--- Begin Data to use ---
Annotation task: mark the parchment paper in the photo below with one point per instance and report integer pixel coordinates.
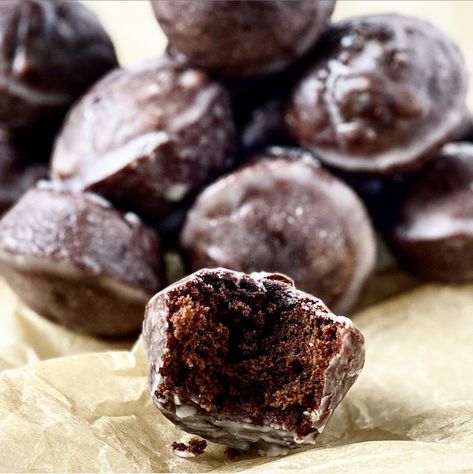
(411, 409)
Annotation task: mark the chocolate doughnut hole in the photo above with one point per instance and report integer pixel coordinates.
(384, 94)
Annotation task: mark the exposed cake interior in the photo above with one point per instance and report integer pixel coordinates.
(247, 349)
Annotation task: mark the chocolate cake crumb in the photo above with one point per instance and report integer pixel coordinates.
(195, 447)
(248, 361)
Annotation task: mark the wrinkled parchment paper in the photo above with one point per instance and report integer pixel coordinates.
(411, 410)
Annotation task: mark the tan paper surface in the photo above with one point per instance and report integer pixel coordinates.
(411, 408)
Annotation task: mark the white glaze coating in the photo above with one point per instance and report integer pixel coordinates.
(269, 438)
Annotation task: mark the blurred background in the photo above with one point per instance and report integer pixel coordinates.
(137, 36)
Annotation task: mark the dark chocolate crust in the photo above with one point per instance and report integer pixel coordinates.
(147, 138)
(241, 38)
(284, 213)
(76, 261)
(248, 360)
(50, 52)
(384, 94)
(433, 234)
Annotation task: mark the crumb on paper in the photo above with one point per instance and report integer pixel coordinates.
(233, 454)
(195, 447)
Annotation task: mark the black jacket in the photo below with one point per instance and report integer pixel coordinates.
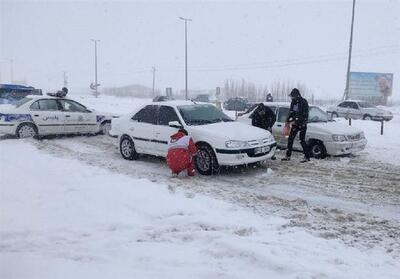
(265, 121)
(298, 112)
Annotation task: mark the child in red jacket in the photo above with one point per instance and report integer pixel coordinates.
(181, 150)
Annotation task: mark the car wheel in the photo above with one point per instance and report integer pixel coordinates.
(127, 148)
(317, 149)
(206, 161)
(26, 130)
(105, 127)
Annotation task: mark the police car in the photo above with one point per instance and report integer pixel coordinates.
(37, 115)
--- End Data to use ---
To do ▸
Retype the listing exactly. Pictures do not belong in the copy.

Result of this task ▸
Annotation task: mark the parchment paper in the photo below with one point per instance and report integer pixel coordinates.
(411, 409)
Annotation task: mark the chocolate doughnut hole in the photo above with one point per instance and report integer pixel coordinates.
(384, 94)
Annotation task: mark the exposed cake interior in the photo above with one point per instance and report integer pixel coordinates.
(247, 349)
Annotation task: mark the chocolate cake crumb in the photo above with one point per instance and report integer pixel coordinates.
(195, 447)
(248, 361)
Annotation task: mark the wrinkled parchment paper in the photo above with one point per instance and report integer pixel coordinates.
(411, 410)
Annotation task: mark the tan paper surface in the photo above with one point per instance and report integer pixel coordinates.
(411, 408)
Annotation task: mark the white glaze coating in the photo above with one point per instance and report integer pixel coordinates.
(269, 438)
Annotation task: mark the blurred background in the photo above with one point per instance and report integer pixel coordinates.
(137, 36)
Annotation task: mark the dark chocolate crust in the photo above with one point per instance and report integer pixel coordinates.
(147, 138)
(241, 38)
(284, 213)
(76, 261)
(248, 360)
(50, 52)
(384, 94)
(433, 234)
Annotation task: mark the crumb on paper in the photo above with one point per instance and report integer pixel coordinates.
(233, 454)
(195, 447)
Annotation task: mark the black jacket in the photo below with one point per instance and report integer pixel coordinates.
(265, 121)
(298, 112)
Annotation task: mark the child in red jacket in the photo above with one point per instance and report integer pixel coordinates.
(181, 150)
Annotation task: mark the car wheel in the photo above with one point per instance and report integer pixel coordinates.
(127, 148)
(317, 149)
(206, 161)
(26, 130)
(105, 127)
Annotation task: mark the police car in the photo above with one point per instance and report integer pixel coordinates.
(37, 115)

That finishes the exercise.